What you will do:
1. Translate this sentence from the article on Sioux Falls schools into Spanish: "Sioux Falls, the state's largest city with some 190,000 residents, has the largest school district in the state, with more than 25,000 students."
2. From the article on Sioux Falls schools, pull out the passage from "The students will" up to and including "Argus Leader reported.".
3. Answer these questions using the article on Sioux Falls schools:
(a) For how many days are students still asked to quarantine if those exposed weren't wearing masks?
(b) Who released the data that came before the board's decision?
(c) How many active cases did the state have as of Wednesday?

Given text Start Marker

South Dakota district's students exposed to coronavirus may return to class sooner, board says

Betsy DeVos on students returning to classrooms amid coronavirus pandemic

Education Secretary Betsy DeVos joins Dana Perino on ‘The Daily Briefing.’

Students in Sioux Falls, S.D., who have been exposed to the coronavirus will now be able to return to school rather than quarantine at home for two weeks — as long as everyone was wearing a mask, according to a unanimous  school board decision that reportedly takes effect Thursday.

The students will be allowed to return to the classroom only if they’re asymptomatic and will be monitored for symptoms of the virus, the Argus Leader of Sioux Falls reported.

If the student who tested positive and those exposed weren’t wearing masks, they’ll still be asked to quarantine for 14 days, the school board decided. The same goes even if the student who tested positive was wearing a mask but others were not.

The decision followed data released this week by Sioux Falls school Superintendent Jane Stavem that shows while less than 1% of students and staff have contracted the virus, more than 5% of students were in quarantine, the Argus Leader reported.

"Our job is to educate kids," board member Todd Thoelke said. "We're failing at that by keeping kids out for 14 days and maybe another 14 days. We're following some good protocol, but we can always revert back. We can always evaluate this. I just think this is a really good move for our students and our schools."

Sioux Falls, the state's largest city with some 190,000 residents, has the largest school district in the state, with more than 25,000 students.

The state had 3,658 active cases of the virus and 223 deaths as of Wednesday, according to KELO-TV in Sioux Falls.

Given text End Marker
Dataset Start Marker

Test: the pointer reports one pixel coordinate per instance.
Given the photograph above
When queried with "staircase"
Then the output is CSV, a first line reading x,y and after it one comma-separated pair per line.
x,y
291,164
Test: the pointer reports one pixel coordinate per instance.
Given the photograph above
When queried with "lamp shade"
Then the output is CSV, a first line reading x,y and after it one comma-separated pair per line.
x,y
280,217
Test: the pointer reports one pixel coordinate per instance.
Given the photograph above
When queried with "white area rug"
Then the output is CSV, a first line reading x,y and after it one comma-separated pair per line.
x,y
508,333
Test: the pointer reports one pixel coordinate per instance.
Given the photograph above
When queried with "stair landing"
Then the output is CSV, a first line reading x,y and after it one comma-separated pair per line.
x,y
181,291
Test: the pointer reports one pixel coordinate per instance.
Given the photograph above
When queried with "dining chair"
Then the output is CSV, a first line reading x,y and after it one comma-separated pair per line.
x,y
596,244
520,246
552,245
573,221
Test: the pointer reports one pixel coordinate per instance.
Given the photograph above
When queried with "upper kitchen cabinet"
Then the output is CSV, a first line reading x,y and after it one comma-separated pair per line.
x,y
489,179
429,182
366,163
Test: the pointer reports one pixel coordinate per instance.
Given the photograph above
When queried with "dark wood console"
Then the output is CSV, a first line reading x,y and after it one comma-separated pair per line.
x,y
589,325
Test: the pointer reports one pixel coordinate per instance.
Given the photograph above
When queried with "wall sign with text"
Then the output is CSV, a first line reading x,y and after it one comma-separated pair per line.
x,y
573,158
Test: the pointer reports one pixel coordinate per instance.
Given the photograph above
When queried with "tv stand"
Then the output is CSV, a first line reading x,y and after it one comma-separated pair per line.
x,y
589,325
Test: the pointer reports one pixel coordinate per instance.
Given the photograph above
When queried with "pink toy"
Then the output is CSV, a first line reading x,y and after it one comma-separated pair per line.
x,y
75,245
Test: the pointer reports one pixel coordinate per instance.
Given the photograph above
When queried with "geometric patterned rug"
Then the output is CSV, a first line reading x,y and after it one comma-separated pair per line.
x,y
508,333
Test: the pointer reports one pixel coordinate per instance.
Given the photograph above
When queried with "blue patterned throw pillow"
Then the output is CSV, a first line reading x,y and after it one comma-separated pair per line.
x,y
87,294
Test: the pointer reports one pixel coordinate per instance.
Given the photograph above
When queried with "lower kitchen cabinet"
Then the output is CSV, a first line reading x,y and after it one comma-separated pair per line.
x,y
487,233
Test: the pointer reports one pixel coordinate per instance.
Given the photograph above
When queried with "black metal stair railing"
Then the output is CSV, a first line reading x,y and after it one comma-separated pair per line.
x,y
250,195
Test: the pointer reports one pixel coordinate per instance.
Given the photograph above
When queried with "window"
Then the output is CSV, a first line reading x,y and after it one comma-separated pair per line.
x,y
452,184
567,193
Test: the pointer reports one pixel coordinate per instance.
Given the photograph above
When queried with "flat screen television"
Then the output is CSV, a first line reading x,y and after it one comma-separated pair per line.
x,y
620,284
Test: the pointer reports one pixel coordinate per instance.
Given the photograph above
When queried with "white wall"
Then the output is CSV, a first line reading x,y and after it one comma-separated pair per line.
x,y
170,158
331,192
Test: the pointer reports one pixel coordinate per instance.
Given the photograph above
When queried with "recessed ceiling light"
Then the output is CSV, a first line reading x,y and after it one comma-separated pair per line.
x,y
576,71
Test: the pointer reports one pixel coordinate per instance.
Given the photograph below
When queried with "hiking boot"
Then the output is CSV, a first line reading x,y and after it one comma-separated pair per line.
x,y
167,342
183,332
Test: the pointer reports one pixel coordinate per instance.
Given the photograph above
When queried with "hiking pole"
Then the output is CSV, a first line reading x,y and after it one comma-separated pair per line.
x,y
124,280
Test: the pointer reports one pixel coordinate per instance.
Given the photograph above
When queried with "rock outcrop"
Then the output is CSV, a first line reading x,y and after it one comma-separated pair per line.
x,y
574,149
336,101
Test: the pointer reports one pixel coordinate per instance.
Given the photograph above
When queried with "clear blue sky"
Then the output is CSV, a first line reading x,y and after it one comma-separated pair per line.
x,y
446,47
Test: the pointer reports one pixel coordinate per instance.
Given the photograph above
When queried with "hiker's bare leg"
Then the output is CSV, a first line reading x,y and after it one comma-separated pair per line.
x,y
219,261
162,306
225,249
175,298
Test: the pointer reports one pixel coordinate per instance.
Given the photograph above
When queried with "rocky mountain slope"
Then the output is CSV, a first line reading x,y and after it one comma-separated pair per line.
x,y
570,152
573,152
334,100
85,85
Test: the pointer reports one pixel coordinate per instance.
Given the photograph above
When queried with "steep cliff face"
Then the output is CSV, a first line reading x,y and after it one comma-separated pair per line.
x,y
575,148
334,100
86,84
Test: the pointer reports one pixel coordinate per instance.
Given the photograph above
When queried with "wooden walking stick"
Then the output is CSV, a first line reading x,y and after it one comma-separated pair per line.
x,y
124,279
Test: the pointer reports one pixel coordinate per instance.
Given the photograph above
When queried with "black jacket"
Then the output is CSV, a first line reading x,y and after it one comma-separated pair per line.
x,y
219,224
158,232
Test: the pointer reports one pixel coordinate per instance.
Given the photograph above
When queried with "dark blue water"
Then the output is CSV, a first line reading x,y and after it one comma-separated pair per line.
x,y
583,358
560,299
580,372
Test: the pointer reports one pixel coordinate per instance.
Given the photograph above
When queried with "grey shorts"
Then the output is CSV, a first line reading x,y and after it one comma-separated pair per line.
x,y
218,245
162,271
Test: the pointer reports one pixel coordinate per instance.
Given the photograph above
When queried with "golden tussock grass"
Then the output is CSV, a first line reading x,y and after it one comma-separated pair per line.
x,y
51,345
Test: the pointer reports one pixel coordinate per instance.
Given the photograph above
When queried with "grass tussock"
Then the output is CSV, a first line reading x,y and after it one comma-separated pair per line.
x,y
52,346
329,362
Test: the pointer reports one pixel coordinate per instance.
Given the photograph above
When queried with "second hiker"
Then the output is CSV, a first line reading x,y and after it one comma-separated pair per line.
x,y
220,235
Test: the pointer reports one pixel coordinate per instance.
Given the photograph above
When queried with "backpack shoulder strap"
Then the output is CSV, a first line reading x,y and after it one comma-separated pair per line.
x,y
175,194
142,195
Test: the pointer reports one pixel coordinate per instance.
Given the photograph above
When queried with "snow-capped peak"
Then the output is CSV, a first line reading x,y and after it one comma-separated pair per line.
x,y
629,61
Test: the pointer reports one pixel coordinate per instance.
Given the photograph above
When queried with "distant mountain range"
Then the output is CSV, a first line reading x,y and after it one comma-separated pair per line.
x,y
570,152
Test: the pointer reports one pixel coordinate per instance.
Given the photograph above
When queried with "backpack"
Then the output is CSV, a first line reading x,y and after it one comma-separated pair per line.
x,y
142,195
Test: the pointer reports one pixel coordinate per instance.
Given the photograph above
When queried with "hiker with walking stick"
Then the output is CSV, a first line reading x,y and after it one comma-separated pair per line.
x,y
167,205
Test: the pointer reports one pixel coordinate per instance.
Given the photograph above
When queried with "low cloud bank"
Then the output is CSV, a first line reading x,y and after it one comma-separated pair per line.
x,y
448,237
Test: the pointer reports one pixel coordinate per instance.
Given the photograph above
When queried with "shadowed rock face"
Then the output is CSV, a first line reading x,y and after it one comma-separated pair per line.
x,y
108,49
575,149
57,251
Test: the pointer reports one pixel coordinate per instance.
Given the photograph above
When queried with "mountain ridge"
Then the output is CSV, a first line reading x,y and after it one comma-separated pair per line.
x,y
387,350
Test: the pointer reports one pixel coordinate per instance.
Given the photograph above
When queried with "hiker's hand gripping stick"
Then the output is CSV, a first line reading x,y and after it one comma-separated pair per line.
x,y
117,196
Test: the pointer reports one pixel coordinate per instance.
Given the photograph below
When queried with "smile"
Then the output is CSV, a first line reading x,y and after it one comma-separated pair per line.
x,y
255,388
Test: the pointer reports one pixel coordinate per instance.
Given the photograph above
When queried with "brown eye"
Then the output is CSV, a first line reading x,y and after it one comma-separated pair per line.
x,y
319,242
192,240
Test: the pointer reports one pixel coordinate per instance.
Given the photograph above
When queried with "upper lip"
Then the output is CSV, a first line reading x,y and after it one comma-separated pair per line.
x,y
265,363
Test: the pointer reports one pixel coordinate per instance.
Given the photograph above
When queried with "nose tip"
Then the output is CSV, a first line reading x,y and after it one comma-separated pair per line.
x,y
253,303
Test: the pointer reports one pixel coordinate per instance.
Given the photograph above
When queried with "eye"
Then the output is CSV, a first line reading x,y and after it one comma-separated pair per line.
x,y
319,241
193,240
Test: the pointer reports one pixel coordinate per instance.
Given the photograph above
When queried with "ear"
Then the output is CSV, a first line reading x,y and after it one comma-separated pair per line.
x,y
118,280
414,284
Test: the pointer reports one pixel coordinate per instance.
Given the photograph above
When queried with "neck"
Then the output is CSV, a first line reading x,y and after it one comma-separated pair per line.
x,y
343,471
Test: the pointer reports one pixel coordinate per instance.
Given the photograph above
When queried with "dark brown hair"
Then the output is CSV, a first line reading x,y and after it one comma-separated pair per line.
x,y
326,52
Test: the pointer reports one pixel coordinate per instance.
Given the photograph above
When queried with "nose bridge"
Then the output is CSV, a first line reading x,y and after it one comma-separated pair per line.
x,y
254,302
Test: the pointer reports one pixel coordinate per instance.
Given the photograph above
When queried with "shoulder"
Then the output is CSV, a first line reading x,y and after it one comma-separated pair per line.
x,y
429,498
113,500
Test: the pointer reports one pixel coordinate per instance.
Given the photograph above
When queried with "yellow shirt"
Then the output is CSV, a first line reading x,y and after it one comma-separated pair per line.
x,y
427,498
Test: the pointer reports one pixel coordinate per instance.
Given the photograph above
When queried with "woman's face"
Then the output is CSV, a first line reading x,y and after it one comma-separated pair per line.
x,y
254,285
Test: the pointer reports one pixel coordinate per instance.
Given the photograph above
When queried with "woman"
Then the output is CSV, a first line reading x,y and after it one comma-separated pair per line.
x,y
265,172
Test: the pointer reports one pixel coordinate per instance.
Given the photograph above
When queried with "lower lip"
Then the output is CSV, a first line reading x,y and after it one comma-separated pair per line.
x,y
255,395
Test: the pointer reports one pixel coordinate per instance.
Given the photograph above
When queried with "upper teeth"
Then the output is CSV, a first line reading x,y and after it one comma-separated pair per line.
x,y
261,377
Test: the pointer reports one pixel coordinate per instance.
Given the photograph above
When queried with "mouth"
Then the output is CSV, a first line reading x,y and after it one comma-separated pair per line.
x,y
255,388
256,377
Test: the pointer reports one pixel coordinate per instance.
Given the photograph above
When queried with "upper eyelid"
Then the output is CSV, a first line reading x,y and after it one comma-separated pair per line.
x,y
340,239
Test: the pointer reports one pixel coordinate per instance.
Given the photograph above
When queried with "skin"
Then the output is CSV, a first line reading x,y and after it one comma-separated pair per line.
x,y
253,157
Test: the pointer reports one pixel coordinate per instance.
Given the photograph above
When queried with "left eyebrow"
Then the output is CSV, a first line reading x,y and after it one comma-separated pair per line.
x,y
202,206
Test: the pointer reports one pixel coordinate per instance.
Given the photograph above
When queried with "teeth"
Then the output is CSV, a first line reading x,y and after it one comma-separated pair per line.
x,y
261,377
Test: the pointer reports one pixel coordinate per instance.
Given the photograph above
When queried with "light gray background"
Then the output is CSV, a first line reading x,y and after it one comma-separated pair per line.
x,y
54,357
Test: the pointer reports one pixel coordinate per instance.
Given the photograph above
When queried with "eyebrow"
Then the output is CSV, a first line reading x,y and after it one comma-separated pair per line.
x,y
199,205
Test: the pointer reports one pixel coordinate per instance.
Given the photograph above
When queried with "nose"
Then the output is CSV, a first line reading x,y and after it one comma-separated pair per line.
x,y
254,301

Dataset End Marker

Response list:
1. Sioux Falls, la ciudad más grande del estado, con unos 190.000 habitantes, tiene el distrito escolar más grande del estado, con más de 25.000 estudiantes.

2.
The students will be allowed to return to the classroom only if they’re asymptomatic and will be monitored for symptoms of the virus, the Argus Leader of Sioux Falls reported.

If the student who tested positive and those exposed weren’t wearing masks, they’ll still be asked to quarantine for 14 days, the school board decided. The same goes even if the student who tested positive was wearing a mask but others were not.

The decision followed data released this week by Sioux Falls school Superintendent Jane Stavem that shows while less than 1% of students and staff have contracted the virus, more than 5% of students were in quarantine, the Argus Leader reported.

3.
(a) 14 days
(b) Sioux Falls school Superintendent Jane Stavem
(c) 3,658